*What you have to do*. How many lines of the data below contain the string "desk"? Letter case matters; reply with the number alone.

*Supplied entries*.
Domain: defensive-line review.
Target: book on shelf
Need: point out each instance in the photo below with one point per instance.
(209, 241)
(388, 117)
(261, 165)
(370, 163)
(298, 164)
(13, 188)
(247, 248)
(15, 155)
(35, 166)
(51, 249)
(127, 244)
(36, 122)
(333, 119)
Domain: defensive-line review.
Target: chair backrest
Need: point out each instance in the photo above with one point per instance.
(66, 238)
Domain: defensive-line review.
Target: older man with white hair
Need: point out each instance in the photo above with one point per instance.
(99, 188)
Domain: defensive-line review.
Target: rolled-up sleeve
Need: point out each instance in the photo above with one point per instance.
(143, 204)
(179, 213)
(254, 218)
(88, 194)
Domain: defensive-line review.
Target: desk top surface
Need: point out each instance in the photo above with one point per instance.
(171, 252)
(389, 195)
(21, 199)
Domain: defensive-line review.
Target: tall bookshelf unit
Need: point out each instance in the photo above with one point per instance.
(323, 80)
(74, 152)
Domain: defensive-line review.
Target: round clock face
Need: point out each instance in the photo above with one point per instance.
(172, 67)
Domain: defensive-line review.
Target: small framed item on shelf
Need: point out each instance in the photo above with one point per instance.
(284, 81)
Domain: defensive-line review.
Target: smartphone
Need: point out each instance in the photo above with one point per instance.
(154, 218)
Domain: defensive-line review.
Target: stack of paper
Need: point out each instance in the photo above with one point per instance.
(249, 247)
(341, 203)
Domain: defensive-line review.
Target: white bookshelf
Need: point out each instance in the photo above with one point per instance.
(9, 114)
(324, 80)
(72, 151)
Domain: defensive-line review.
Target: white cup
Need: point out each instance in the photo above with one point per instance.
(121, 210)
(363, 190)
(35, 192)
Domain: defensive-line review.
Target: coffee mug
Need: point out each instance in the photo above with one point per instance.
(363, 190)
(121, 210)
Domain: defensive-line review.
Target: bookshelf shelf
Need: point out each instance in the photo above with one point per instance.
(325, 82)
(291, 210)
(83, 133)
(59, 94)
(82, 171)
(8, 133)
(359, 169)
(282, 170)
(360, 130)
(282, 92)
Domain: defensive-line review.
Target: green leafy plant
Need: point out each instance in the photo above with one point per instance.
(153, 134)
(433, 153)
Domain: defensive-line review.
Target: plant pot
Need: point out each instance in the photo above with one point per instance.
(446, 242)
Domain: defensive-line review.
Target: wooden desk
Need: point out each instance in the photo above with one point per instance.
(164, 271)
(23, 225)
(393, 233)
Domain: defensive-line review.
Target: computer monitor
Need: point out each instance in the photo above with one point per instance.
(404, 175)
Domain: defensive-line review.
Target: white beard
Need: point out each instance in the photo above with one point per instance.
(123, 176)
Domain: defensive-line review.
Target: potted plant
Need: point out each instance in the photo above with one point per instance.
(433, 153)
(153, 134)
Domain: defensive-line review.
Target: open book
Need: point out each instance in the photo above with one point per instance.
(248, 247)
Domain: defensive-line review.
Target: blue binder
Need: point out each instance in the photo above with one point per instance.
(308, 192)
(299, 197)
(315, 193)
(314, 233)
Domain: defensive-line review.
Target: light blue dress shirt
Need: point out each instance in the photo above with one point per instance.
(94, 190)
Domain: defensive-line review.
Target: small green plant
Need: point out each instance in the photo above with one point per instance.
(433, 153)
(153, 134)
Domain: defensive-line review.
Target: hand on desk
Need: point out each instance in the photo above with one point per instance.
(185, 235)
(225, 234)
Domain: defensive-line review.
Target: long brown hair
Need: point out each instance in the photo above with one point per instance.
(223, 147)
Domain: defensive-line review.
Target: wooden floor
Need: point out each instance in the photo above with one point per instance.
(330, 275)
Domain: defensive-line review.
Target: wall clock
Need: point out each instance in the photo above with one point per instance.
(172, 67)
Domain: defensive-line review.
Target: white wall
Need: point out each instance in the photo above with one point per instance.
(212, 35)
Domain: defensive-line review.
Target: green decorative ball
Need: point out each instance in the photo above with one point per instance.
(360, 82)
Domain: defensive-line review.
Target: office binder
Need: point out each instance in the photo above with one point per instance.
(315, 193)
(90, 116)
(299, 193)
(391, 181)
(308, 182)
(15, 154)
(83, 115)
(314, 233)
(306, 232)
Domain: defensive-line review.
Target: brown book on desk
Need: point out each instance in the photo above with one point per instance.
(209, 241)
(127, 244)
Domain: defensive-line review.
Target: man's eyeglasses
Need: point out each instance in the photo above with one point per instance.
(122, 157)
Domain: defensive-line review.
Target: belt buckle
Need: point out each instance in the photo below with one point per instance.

==

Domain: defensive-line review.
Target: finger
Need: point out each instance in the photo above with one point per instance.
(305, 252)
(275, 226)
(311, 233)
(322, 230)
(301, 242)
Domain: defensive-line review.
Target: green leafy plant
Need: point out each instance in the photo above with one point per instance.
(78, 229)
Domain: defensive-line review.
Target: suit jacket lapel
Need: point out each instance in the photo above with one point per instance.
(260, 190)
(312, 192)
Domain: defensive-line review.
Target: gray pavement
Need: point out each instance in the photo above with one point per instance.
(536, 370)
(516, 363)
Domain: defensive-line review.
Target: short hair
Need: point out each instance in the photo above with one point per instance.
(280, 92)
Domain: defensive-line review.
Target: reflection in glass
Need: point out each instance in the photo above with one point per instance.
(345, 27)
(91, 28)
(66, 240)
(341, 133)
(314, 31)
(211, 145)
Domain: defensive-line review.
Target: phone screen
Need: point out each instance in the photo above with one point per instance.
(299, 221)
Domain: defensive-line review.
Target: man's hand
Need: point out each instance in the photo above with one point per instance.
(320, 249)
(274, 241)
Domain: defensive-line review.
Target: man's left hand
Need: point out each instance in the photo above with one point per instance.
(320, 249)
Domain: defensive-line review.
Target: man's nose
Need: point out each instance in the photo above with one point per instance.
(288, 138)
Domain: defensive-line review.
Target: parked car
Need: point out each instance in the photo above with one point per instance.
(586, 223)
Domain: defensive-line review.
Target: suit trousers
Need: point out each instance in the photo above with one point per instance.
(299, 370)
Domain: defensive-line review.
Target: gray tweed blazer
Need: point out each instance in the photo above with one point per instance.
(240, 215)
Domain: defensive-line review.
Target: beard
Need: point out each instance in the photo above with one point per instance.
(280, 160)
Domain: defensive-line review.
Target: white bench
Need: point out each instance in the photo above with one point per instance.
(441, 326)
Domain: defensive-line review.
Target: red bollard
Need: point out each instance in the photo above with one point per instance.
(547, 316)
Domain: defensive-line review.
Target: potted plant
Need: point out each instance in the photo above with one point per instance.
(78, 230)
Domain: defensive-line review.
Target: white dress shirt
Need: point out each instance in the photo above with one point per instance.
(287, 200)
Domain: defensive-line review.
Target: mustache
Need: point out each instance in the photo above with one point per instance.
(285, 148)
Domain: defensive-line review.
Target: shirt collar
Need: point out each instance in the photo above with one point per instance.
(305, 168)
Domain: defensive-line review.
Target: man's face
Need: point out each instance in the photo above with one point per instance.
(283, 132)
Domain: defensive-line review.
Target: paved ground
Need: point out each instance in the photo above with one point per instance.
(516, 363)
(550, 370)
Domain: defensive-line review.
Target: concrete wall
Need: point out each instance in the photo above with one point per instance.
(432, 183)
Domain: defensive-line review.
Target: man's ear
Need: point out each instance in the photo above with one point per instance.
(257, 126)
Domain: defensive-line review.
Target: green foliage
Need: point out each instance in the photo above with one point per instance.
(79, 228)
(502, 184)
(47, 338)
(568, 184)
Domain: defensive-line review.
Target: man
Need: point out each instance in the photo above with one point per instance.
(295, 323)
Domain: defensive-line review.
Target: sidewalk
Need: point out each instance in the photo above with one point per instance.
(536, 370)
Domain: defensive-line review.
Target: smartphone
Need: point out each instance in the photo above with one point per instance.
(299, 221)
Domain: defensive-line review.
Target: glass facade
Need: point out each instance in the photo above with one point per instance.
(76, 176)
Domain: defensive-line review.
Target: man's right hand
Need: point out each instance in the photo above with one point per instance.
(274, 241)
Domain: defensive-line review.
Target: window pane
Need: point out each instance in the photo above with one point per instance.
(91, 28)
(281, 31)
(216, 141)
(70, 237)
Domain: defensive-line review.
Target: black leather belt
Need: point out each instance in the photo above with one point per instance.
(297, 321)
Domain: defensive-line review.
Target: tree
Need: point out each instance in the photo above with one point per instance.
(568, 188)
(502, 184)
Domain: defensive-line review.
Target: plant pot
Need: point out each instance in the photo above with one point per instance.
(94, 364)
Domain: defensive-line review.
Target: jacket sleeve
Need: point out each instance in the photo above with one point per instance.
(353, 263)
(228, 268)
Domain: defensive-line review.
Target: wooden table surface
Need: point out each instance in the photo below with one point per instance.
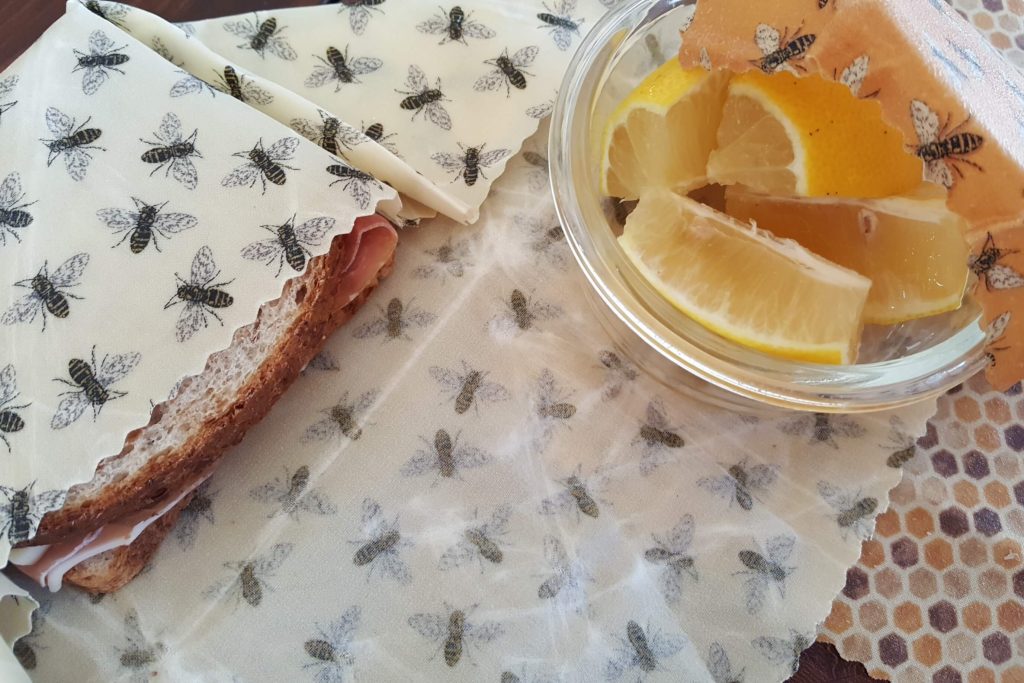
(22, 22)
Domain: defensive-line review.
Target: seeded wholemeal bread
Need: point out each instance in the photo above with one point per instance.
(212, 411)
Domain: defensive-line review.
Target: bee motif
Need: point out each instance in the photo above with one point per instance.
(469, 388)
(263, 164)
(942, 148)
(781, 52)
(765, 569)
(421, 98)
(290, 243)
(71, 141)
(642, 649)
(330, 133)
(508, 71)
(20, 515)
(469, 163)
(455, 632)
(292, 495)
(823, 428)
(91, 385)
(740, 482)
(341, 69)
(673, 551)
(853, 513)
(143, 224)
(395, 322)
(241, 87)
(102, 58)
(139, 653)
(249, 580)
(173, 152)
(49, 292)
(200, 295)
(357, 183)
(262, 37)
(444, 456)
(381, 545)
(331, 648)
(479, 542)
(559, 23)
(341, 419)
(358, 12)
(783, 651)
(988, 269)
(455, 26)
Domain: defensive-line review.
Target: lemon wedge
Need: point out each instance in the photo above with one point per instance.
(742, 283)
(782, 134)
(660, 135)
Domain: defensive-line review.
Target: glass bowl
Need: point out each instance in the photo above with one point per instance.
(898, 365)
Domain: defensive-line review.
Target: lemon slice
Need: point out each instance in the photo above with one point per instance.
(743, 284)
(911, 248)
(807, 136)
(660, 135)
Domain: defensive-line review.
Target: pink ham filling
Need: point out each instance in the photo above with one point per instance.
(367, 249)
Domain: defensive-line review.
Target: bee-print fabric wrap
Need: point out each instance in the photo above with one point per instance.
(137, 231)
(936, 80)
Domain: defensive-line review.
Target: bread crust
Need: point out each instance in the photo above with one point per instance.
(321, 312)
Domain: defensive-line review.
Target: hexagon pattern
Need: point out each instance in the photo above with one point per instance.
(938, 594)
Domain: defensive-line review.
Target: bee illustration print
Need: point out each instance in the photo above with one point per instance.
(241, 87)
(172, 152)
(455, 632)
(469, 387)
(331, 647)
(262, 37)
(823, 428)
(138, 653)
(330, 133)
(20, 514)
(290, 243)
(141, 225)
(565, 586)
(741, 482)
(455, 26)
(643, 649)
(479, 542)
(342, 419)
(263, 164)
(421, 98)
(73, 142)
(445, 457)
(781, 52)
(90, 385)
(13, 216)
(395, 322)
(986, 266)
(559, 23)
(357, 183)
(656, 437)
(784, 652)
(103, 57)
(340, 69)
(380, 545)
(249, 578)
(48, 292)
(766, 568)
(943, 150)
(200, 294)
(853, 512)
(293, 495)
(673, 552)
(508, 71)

* * *

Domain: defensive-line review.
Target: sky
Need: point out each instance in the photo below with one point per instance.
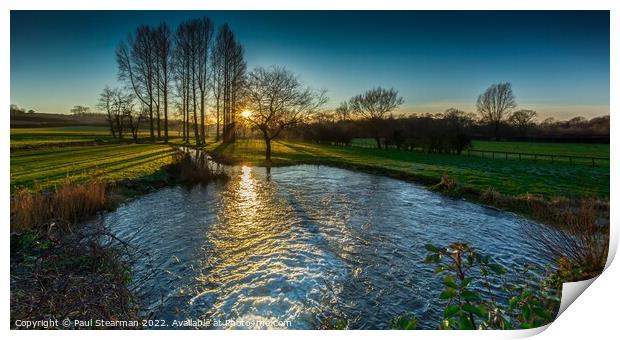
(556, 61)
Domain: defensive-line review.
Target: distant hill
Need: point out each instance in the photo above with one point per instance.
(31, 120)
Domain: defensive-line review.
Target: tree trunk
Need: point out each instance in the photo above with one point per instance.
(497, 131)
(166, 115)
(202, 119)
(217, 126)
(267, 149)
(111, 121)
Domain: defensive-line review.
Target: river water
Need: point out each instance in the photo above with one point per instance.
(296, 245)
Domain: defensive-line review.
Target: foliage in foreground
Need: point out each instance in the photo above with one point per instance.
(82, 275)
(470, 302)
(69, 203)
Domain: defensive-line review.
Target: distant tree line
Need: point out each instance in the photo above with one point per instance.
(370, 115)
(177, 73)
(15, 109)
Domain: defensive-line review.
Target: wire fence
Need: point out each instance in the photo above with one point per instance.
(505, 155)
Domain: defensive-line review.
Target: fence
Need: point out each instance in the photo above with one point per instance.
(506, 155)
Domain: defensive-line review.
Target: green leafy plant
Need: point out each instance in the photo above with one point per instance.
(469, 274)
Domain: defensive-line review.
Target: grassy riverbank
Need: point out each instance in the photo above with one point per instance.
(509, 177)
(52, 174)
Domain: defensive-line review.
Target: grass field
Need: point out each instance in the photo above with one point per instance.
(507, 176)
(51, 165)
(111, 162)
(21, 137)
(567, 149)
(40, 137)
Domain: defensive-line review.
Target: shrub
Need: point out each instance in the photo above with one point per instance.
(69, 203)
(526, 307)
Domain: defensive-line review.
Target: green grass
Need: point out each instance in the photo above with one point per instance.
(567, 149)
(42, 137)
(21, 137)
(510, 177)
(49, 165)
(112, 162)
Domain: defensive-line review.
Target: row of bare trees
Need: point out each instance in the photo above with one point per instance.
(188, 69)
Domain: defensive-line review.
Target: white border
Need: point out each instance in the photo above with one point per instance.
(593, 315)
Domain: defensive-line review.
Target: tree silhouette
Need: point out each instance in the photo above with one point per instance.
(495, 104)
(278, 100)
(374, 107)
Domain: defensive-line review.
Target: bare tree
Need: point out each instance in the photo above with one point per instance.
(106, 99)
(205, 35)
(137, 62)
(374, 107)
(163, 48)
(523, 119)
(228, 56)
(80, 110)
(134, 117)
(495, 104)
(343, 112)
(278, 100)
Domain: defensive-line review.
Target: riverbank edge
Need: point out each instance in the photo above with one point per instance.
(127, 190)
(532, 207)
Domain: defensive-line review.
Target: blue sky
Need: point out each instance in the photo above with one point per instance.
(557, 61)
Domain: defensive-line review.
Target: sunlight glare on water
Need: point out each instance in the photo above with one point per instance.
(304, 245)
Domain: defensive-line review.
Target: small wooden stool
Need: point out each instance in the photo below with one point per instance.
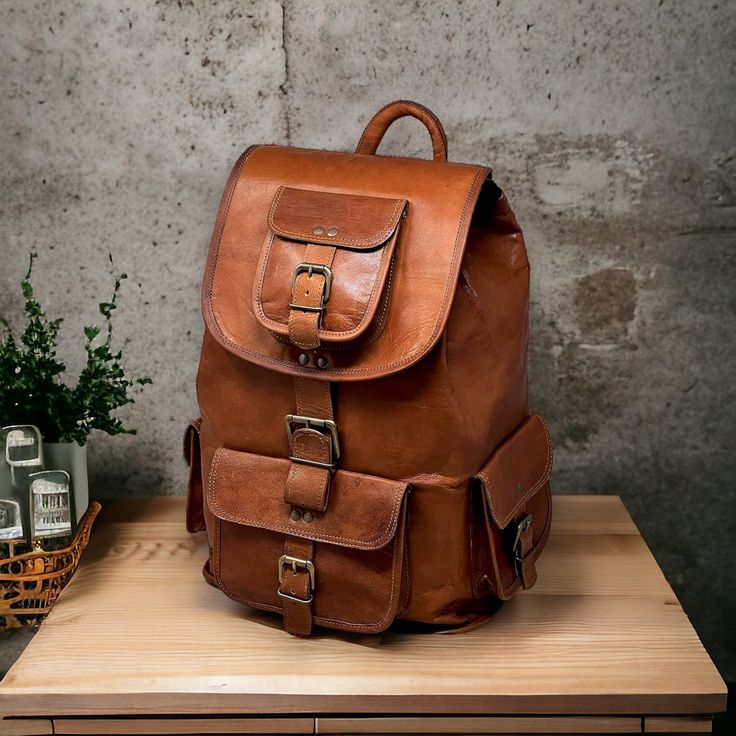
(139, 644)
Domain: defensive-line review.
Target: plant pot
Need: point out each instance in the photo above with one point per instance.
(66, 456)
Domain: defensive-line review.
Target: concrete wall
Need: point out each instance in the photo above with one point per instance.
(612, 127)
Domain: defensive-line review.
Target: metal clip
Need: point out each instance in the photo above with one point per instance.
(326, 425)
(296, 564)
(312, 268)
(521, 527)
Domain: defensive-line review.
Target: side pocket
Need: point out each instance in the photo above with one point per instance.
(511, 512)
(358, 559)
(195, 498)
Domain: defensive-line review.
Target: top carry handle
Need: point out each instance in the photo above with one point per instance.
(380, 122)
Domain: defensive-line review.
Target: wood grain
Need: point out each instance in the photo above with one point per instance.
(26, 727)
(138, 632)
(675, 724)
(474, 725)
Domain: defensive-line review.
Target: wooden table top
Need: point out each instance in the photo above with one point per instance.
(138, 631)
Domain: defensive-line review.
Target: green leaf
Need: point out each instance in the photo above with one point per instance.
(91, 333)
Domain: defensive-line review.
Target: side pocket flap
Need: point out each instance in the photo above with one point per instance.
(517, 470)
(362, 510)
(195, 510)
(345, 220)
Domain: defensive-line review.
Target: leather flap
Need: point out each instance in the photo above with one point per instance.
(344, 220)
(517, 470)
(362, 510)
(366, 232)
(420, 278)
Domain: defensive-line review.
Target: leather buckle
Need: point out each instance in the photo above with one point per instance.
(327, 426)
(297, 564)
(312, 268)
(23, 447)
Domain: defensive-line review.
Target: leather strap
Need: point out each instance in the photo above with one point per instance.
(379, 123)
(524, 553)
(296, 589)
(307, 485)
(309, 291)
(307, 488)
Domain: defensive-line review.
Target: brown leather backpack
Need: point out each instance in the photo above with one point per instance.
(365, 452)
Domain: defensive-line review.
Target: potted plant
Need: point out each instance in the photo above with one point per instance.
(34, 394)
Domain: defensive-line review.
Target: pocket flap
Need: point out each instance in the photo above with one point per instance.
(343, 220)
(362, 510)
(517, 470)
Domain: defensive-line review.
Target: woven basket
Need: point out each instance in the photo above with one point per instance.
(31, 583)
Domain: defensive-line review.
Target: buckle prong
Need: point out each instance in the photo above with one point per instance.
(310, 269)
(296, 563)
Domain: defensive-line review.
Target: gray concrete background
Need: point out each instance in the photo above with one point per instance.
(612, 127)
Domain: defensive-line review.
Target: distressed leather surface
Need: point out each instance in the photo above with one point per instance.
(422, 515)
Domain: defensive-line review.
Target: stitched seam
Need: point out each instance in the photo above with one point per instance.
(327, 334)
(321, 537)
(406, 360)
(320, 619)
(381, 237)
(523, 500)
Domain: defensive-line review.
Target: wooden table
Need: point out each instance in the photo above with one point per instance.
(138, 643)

*Worked solution*. 4